▸ Work instructions
Below are entries. Copy exactly the lines running from the line that holds "pixel 266 405" to the line that holds "pixel 418 288", with both ends included.

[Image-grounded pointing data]
Start of Block

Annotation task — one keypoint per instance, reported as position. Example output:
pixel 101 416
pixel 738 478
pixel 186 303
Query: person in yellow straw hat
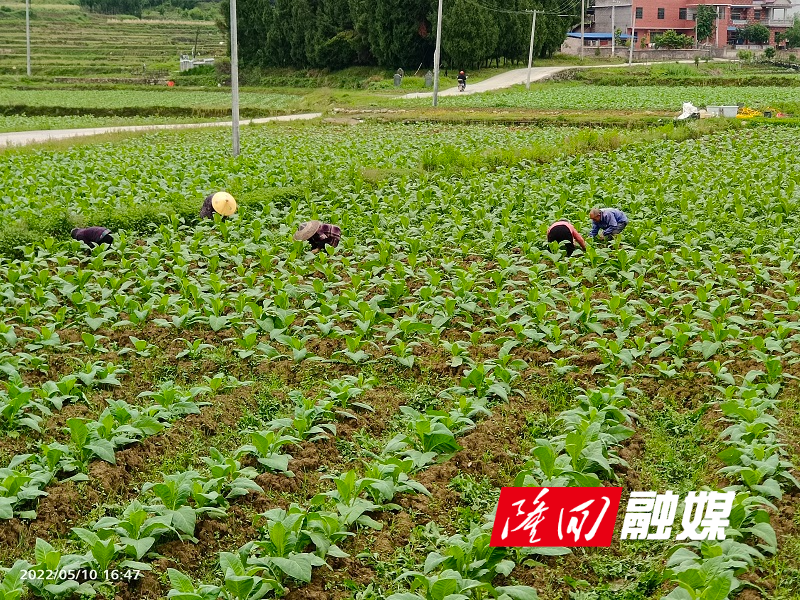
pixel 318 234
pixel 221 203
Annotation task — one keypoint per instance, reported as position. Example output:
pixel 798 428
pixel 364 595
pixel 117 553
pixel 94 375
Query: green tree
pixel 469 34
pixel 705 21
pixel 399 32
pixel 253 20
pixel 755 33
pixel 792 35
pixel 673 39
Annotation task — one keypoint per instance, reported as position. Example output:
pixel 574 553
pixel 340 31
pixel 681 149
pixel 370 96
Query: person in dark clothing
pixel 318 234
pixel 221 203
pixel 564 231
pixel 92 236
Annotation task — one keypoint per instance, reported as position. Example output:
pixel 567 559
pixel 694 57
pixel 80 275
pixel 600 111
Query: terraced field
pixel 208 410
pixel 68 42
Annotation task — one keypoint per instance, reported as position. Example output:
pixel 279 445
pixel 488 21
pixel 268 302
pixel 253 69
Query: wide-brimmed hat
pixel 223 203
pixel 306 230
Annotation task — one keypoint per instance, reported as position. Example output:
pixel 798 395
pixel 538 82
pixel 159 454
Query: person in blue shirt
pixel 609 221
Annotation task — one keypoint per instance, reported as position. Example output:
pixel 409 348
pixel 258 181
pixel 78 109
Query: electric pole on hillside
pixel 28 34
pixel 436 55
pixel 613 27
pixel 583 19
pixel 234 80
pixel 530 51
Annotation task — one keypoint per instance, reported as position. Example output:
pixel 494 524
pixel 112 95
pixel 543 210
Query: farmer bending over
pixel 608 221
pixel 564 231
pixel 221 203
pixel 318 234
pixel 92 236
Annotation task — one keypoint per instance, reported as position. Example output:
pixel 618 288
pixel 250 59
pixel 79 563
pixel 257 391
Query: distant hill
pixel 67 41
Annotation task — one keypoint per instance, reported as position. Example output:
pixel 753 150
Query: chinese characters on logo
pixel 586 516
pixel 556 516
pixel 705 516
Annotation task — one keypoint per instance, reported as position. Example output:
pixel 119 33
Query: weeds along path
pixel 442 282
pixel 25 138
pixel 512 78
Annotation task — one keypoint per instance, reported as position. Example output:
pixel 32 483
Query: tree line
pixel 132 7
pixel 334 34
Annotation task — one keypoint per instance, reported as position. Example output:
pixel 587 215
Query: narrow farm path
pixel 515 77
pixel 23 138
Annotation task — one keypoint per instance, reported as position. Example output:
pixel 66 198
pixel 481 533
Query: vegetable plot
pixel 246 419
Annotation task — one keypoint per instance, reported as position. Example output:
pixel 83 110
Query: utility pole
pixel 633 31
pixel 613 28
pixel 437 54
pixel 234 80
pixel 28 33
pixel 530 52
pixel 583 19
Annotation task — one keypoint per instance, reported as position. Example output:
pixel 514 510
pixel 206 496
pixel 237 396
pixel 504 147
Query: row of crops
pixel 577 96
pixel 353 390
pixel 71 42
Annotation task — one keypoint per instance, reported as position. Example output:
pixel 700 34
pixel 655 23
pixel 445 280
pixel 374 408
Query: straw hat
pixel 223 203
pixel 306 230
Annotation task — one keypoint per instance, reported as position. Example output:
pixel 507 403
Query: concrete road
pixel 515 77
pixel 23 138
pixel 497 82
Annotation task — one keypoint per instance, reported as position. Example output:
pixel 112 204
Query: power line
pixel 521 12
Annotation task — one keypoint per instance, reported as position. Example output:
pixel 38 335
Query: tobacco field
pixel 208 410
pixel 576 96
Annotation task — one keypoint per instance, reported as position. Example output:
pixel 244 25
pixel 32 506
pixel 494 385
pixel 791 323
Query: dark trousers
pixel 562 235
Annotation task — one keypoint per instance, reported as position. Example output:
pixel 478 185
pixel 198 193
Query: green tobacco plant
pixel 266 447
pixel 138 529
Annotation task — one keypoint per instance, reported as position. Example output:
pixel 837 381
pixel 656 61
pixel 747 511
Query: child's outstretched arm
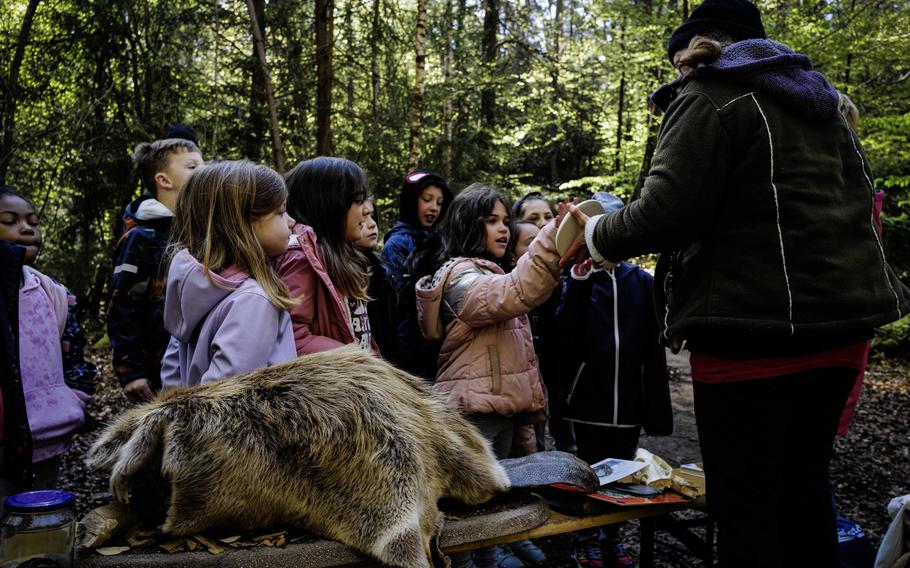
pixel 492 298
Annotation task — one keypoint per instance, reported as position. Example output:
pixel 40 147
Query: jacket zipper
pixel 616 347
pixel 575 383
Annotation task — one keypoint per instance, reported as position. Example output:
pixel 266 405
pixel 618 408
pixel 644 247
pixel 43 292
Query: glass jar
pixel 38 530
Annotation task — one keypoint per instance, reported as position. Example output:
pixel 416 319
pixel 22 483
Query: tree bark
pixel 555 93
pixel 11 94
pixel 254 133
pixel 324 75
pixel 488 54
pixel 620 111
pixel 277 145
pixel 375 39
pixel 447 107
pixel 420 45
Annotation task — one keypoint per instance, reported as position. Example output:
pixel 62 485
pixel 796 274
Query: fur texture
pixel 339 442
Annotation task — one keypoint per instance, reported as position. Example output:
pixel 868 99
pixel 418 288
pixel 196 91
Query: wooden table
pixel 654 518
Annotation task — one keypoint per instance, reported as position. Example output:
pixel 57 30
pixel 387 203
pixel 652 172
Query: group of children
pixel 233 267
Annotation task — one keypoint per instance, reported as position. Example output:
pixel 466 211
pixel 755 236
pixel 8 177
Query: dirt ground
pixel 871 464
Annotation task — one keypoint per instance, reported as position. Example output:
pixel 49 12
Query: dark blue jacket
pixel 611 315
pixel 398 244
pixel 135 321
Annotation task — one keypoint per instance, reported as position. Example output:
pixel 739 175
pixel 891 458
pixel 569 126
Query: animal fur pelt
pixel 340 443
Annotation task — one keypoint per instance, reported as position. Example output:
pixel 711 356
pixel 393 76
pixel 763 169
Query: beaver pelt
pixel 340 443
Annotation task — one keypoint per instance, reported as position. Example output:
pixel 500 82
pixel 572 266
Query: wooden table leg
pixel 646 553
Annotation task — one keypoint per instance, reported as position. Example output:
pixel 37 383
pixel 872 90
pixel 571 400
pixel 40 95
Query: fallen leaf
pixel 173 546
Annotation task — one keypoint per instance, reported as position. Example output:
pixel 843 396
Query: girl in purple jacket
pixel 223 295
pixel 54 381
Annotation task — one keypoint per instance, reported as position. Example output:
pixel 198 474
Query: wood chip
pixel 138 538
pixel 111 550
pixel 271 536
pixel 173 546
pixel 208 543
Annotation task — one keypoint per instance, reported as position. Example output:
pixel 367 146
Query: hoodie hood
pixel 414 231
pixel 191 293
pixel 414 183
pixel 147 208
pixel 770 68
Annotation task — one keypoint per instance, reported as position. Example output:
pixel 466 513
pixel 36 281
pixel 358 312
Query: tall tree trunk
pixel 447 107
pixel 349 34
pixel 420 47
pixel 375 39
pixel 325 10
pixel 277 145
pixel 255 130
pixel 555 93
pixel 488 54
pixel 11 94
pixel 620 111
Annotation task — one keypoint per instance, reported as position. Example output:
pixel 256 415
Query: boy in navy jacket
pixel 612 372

End of Block
Start of Block

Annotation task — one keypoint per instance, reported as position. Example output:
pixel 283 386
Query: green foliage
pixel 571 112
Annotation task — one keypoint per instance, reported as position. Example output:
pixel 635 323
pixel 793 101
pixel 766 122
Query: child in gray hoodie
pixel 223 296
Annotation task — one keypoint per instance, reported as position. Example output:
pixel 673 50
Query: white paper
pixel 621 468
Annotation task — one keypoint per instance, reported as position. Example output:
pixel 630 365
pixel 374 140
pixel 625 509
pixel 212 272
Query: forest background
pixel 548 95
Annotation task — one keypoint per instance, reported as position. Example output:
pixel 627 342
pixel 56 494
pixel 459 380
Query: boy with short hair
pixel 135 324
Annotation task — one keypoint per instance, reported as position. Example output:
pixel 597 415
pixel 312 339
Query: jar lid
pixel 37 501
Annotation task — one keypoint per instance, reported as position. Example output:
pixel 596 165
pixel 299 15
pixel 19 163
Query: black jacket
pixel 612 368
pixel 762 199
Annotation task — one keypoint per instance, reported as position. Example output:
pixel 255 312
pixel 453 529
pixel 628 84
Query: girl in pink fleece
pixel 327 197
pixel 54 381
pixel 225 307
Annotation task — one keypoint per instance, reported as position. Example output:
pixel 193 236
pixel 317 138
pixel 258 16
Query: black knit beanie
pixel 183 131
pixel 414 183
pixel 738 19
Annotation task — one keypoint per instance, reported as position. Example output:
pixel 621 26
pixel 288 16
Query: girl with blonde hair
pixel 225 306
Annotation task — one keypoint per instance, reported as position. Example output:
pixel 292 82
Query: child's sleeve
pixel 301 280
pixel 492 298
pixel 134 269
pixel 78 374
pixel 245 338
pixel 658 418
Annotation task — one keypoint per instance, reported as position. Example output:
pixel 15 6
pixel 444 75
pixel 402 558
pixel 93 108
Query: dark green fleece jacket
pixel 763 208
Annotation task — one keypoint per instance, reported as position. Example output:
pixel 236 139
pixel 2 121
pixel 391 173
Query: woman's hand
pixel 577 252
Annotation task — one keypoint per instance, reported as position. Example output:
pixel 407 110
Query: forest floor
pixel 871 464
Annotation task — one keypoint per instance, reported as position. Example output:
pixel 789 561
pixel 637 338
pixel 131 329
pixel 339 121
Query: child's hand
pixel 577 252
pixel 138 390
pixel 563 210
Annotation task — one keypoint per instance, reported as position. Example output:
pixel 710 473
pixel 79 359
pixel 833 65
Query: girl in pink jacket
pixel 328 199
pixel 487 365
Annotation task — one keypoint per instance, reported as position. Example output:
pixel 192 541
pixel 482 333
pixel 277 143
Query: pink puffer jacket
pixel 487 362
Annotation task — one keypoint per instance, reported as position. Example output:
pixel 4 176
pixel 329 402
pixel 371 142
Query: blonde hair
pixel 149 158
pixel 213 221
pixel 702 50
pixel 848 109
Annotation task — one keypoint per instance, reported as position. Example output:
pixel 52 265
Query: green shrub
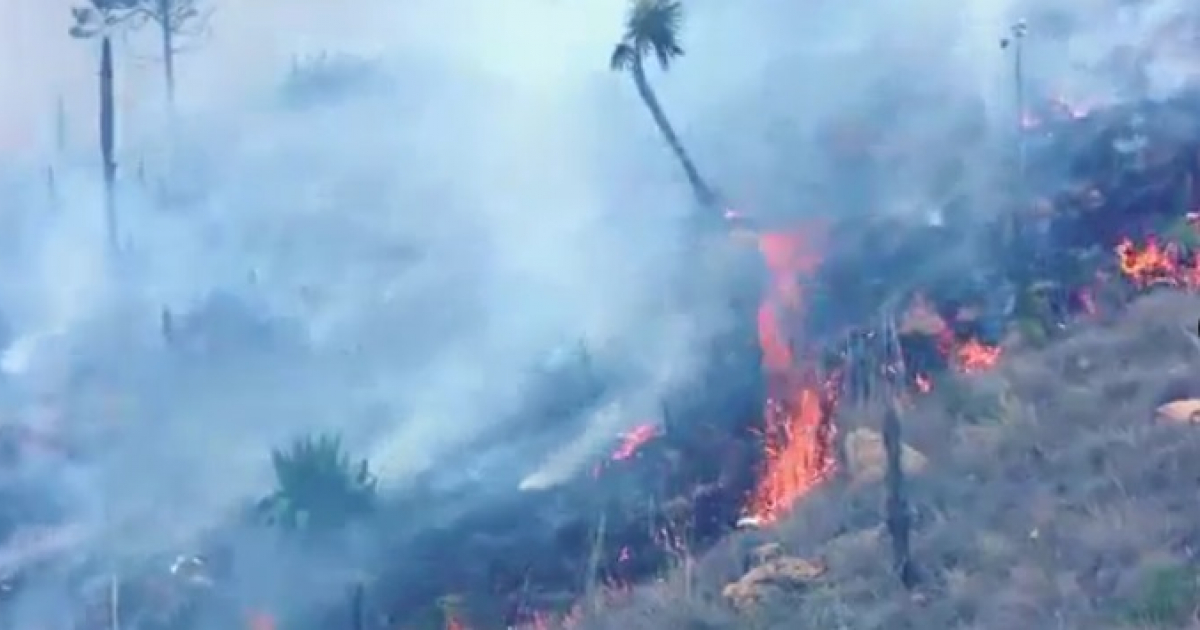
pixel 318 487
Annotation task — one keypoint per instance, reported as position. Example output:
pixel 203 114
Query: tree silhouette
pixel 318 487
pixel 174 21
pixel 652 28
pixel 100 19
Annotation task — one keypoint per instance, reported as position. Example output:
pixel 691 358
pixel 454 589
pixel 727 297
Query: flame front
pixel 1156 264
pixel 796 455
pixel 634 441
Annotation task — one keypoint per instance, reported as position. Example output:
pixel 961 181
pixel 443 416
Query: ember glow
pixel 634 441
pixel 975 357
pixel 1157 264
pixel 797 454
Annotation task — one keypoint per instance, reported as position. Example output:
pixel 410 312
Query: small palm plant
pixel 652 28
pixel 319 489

End of Block

▸ Task output
pixel 266 405
pixel 618 408
pixel 644 247
pixel 43 292
Query: glass jar
pixel 38 530
Annotation task — one keypoint per instance, reported as position. Example output:
pixel 416 319
pixel 22 483
Query: tree bark
pixel 555 93
pixel 11 94
pixel 254 133
pixel 324 75
pixel 488 54
pixel 620 111
pixel 277 145
pixel 375 39
pixel 447 107
pixel 420 45
Annotation task — one keypoint per instance, reported as position. Example output:
pixel 62 485
pixel 796 274
Query: fur texture
pixel 339 442
Annotation task — one keypoint per instance, reported as position. Example output:
pixel 868 99
pixel 418 288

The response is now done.